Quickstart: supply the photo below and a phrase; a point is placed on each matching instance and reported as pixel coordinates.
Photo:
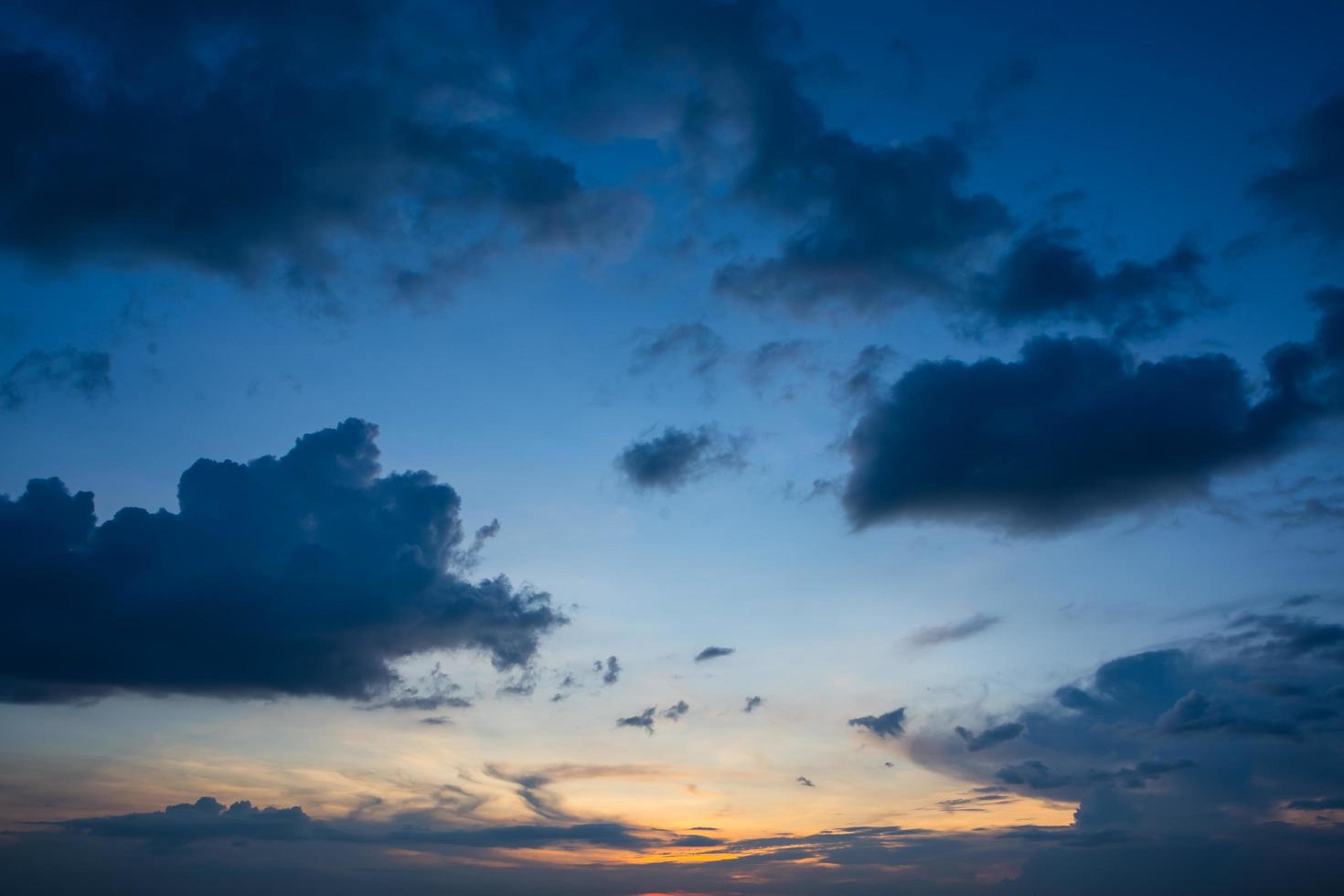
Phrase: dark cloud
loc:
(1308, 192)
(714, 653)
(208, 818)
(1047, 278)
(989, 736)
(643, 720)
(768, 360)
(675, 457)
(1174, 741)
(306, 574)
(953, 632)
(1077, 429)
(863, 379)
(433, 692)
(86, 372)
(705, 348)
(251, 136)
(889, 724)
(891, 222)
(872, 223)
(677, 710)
==
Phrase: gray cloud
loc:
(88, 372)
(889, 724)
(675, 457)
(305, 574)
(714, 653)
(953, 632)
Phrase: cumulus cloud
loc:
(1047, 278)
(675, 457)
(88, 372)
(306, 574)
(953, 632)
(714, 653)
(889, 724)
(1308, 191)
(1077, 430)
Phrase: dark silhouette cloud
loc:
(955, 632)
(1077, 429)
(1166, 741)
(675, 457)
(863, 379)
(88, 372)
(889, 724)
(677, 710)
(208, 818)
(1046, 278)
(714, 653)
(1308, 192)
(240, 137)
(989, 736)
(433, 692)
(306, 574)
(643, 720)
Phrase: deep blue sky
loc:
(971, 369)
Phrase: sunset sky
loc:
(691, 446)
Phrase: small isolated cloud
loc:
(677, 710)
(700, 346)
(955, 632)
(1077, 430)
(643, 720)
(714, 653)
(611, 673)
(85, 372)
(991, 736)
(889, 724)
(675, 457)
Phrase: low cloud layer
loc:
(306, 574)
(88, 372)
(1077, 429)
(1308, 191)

● **Description of the task**
Among the lines of the material, find those holding the word "dark" and return them.

● **The completed task**
Phrase: dark cloud
Phrase: dark silhouette cloud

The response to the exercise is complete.